Items from a dataset:

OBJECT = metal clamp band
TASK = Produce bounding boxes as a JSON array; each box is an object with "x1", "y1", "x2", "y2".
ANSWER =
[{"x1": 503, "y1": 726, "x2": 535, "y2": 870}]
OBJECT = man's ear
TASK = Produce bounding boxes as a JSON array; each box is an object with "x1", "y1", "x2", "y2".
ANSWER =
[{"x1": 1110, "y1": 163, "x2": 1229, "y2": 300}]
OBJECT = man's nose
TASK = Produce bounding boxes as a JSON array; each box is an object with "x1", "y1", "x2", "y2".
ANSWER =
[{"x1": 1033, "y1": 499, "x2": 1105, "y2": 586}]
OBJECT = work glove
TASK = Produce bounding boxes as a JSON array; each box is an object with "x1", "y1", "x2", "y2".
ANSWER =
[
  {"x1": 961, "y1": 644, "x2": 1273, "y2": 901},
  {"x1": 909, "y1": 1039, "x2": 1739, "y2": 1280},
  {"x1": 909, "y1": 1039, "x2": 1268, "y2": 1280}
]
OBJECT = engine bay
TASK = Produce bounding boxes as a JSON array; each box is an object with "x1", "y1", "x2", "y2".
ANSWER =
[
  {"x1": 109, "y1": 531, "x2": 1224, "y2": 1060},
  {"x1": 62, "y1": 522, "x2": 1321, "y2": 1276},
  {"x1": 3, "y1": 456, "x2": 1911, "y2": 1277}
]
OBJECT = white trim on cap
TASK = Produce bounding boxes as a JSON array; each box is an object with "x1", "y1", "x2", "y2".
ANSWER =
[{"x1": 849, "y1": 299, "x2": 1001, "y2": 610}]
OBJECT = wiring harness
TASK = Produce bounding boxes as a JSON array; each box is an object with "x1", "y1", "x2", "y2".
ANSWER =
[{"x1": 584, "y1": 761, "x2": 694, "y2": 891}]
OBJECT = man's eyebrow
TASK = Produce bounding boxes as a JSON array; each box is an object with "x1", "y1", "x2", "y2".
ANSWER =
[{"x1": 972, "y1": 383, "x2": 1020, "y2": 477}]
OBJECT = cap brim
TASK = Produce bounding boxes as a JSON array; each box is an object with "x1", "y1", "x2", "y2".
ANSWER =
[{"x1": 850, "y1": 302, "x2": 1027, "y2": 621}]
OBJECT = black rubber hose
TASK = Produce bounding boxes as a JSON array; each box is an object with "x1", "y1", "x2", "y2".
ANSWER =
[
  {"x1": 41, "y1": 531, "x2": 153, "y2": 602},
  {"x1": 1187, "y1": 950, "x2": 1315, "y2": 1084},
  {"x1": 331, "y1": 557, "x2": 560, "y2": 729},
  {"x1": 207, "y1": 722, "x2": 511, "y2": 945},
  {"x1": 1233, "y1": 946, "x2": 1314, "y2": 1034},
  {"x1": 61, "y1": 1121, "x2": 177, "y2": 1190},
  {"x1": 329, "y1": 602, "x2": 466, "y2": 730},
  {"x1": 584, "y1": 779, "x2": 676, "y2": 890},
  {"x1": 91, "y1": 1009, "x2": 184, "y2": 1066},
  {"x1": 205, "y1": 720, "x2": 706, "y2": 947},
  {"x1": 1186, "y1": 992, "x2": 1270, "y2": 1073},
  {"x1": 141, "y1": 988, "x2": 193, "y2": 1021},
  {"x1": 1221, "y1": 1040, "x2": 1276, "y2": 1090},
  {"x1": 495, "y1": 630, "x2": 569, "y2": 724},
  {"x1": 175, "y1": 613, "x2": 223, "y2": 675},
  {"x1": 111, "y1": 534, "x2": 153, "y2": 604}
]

> [PROBLEM REQUIREMENTS]
Copy out each line of the data above, exactly, if it lies between the line holding "OBJECT = work glove" and the line holding "OBJECT = wiring harness", inclusive; copy no other line.

> [SOLUTION]
OBJECT = work glove
TASK = Produce bounding boxes as a JSON array; each box is an object with "x1", "y1", "x2", "y2".
ANSWER =
[
  {"x1": 961, "y1": 644, "x2": 1273, "y2": 901},
  {"x1": 909, "y1": 1039, "x2": 1739, "y2": 1280},
  {"x1": 909, "y1": 1039, "x2": 1268, "y2": 1280}
]
OBJECT = engine bay
TASK = Produce bounding boxes as a JSON array; each box is an object with "x1", "y1", "x2", "y2".
ANSWER =
[
  {"x1": 109, "y1": 531, "x2": 1224, "y2": 1060},
  {"x1": 62, "y1": 522, "x2": 1321, "y2": 1276},
  {"x1": 3, "y1": 456, "x2": 1911, "y2": 1277}
]
OBJECT = white trim on cap
TASK = Produce bounding boxes as a JSON array; each box is an object with "x1", "y1", "x2", "y2".
ANSWER =
[{"x1": 849, "y1": 299, "x2": 1001, "y2": 610}]
OBJECT = wiring harness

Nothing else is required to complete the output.